TASK DESCRIPTION -> A word-for-word copy of the listing, free of images, is the expected answer.

DATA FOR REVIEW ->
§ §

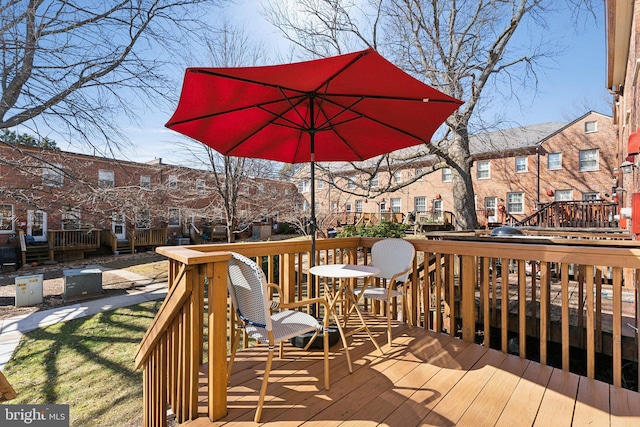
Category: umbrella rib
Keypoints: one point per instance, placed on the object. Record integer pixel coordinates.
(235, 110)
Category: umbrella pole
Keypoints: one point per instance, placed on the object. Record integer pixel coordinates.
(312, 221)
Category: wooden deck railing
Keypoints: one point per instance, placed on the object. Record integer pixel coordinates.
(61, 240)
(459, 288)
(109, 240)
(147, 237)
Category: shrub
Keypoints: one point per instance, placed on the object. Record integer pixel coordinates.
(384, 229)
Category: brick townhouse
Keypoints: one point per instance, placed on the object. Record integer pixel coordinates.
(623, 81)
(44, 190)
(514, 171)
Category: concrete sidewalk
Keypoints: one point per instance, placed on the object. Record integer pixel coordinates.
(12, 329)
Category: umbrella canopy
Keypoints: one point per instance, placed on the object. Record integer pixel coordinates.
(344, 108)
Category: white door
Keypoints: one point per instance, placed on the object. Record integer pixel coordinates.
(37, 225)
(490, 204)
(118, 226)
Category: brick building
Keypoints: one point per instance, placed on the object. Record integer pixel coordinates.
(514, 171)
(44, 190)
(623, 70)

§ §

OUTPUT BELOW ->
Category: umbrella rib
Keypoints: one point per instance, placed on the object. Record integer pixel coordinates.
(235, 110)
Category: umbrella pole
Keypoints: one point per instance, placed on the object. Record integer pixel coordinates.
(312, 221)
Category: wooden deck railing
Keypoints: one point per instance, placed on the object. Record integer pixel coordinates.
(61, 240)
(459, 288)
(109, 240)
(147, 237)
Category: shrub
Keypoints: one point per instance, placed on the object. Record integer pixel coordinates.
(384, 229)
Category: brick townhouse
Keypoints: one point per instance, placed on the object. Record integer pixel coordinates.
(623, 81)
(44, 190)
(514, 171)
Category: concrete sidewalk
Keypoints: one point per instance, placed on the object. Record integer pixel coordinates.
(12, 329)
Category: umbrella canopy
Keypoints: one point per instance, placed on the object. Record integer pixel coordinates.
(344, 108)
Category: white door
Keypoints: one point per instance, placed on the object. Record integer pixel coordinates.
(37, 225)
(490, 204)
(118, 226)
Category: brick building
Keypoints: one point per instance, placed on the object. Record integer pixel coordinates.
(514, 171)
(44, 190)
(623, 70)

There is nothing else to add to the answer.